● DATA FOR THIS EXERCISE:

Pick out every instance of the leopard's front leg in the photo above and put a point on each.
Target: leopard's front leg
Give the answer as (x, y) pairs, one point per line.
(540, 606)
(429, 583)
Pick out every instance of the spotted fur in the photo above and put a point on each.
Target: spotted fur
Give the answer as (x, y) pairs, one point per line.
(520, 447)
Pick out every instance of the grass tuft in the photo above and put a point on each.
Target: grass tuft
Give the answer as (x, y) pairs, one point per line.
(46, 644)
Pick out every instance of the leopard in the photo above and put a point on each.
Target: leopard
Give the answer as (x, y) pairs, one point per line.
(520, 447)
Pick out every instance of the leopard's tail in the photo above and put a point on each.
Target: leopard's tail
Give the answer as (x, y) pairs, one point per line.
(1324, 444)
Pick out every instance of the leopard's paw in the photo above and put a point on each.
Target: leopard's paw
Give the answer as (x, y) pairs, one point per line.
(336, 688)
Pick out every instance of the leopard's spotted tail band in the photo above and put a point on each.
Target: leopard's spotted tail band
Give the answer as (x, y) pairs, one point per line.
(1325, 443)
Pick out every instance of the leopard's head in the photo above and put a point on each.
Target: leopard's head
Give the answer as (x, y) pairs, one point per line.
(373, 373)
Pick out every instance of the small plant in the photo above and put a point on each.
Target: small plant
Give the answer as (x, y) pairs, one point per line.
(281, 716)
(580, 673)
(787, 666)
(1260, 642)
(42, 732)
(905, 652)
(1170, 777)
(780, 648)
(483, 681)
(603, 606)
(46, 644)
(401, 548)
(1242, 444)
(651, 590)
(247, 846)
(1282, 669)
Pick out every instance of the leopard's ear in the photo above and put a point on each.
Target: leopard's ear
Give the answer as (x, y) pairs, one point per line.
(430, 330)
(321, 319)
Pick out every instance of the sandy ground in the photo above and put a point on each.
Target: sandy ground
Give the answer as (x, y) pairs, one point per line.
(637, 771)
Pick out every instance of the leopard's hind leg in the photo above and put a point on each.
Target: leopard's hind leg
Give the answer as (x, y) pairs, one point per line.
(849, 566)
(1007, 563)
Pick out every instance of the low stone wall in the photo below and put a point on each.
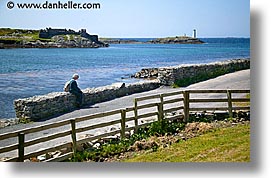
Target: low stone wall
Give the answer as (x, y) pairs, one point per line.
(45, 106)
(185, 75)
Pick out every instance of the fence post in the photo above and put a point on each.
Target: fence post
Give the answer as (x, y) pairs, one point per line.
(136, 115)
(122, 121)
(186, 105)
(73, 134)
(229, 97)
(21, 141)
(160, 109)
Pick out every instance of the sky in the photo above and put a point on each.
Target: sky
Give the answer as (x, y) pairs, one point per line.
(136, 18)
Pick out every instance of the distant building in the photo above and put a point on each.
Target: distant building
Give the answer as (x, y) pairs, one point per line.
(194, 33)
(49, 33)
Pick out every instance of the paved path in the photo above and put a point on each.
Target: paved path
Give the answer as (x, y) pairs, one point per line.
(237, 80)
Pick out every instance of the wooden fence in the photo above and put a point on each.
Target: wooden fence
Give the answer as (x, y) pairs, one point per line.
(175, 105)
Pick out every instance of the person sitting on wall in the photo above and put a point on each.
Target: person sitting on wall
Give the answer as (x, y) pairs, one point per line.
(75, 90)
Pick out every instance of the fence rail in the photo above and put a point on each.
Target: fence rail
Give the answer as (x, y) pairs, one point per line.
(156, 108)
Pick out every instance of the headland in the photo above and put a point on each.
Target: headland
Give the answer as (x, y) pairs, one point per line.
(68, 38)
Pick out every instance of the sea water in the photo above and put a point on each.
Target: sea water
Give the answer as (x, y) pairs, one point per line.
(28, 72)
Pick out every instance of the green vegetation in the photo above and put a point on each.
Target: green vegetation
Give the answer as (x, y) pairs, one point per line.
(18, 35)
(119, 146)
(199, 77)
(222, 145)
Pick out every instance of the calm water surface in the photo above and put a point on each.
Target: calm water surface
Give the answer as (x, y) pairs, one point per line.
(29, 72)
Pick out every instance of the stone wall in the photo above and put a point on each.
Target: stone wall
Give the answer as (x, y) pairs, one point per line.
(56, 103)
(185, 75)
(44, 106)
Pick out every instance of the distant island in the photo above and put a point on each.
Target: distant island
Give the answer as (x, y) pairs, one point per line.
(166, 40)
(48, 38)
(63, 38)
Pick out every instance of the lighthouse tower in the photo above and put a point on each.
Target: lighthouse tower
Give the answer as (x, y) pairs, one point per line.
(194, 33)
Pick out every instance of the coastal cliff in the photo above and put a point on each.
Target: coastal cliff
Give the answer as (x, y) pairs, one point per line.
(166, 40)
(48, 38)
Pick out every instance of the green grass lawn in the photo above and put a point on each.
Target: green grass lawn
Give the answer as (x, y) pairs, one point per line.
(221, 145)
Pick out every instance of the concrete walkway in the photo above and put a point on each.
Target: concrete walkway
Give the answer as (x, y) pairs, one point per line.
(237, 80)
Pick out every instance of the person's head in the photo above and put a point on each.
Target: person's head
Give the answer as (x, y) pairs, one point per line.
(75, 76)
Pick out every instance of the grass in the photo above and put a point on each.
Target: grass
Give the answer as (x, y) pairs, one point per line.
(221, 145)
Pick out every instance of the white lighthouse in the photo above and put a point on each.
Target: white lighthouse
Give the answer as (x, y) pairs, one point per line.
(194, 33)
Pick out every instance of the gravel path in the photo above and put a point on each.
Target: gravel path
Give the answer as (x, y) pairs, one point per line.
(237, 80)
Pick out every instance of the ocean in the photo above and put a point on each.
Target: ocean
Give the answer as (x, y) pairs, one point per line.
(28, 72)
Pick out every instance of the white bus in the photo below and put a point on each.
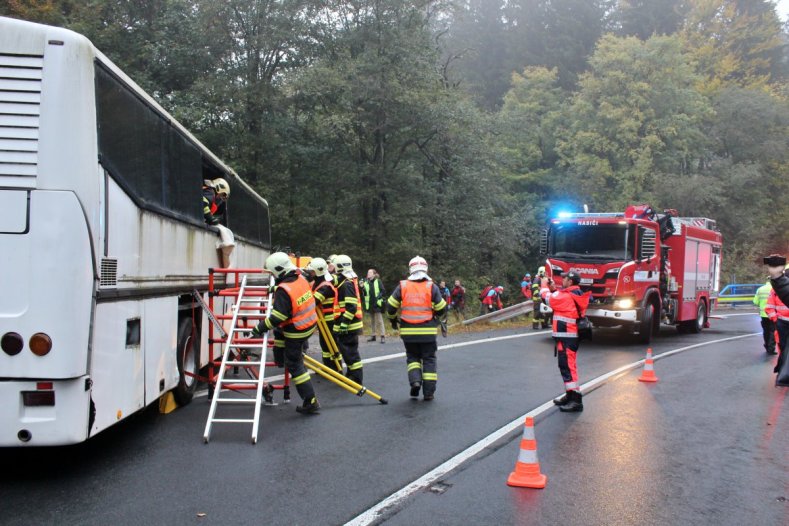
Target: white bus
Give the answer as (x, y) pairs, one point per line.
(102, 241)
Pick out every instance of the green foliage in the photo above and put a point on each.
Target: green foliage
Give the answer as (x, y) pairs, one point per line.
(389, 128)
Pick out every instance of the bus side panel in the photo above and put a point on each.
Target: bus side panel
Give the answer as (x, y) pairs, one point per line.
(66, 422)
(118, 364)
(47, 285)
(160, 342)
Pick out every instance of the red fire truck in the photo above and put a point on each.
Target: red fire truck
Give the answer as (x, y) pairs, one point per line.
(643, 268)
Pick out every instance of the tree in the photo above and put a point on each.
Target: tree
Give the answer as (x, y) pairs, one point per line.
(636, 116)
(735, 43)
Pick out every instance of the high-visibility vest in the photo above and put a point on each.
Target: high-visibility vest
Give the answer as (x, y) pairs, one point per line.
(775, 309)
(416, 305)
(302, 304)
(327, 297)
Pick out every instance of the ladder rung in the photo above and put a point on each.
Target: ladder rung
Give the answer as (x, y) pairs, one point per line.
(236, 400)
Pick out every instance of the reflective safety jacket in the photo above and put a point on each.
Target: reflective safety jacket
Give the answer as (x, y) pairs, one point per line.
(294, 308)
(325, 293)
(775, 308)
(348, 306)
(568, 305)
(760, 298)
(213, 207)
(420, 304)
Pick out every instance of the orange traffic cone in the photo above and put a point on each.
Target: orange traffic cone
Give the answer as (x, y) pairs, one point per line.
(648, 375)
(527, 468)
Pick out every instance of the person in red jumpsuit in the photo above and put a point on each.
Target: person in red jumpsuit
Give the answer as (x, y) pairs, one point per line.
(568, 304)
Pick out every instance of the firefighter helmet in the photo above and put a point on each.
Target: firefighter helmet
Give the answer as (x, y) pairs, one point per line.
(343, 264)
(279, 264)
(417, 264)
(574, 277)
(221, 187)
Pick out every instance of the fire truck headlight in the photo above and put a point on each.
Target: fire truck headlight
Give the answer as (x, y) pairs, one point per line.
(12, 343)
(624, 304)
(40, 344)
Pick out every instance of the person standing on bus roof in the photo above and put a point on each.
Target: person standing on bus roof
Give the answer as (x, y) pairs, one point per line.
(215, 195)
(293, 313)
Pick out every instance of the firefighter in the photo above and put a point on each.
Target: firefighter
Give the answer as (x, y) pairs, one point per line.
(348, 316)
(293, 313)
(421, 305)
(768, 326)
(216, 192)
(317, 272)
(568, 304)
(537, 316)
(778, 312)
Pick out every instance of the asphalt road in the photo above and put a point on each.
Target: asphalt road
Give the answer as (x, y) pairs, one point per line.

● WHAT THE EXERCISE ASKS:
From the records above, quote only the lines running from the line with "Pick out every instance of the ladder" to the line with "Target: firefighter helmet", both lines included.

● ANSWER SECTION:
Pick out every instance of the ladder rung in the photo above and put a point on each.
Target: ladder rung
Give the answer as (x, y) pairs, one point per line.
(236, 400)
Pick out every instance of the reflective safety jacket in the photo above and put a point on each.
Target: reflective safety jacket
Give the answer as (x, y) pairs, one point per line.
(294, 308)
(325, 293)
(775, 308)
(348, 306)
(568, 305)
(760, 298)
(213, 207)
(420, 304)
Pick out every instance of the orange traffic cone in the photo above and put a point on each.
Target: orange traffic cone
Give the answer as (x, y) pairs, one point per line.
(648, 375)
(527, 468)
Pick out every instance of the person in red jumpsuit in the photo above and put a point on each.
Target: person in red jumpsuit
Give the answer as (x, y) pairs, one point per line.
(568, 304)
Pick out every instance of the firefighter helmet in the photo above and put a point on each.
Target: firefighter helmet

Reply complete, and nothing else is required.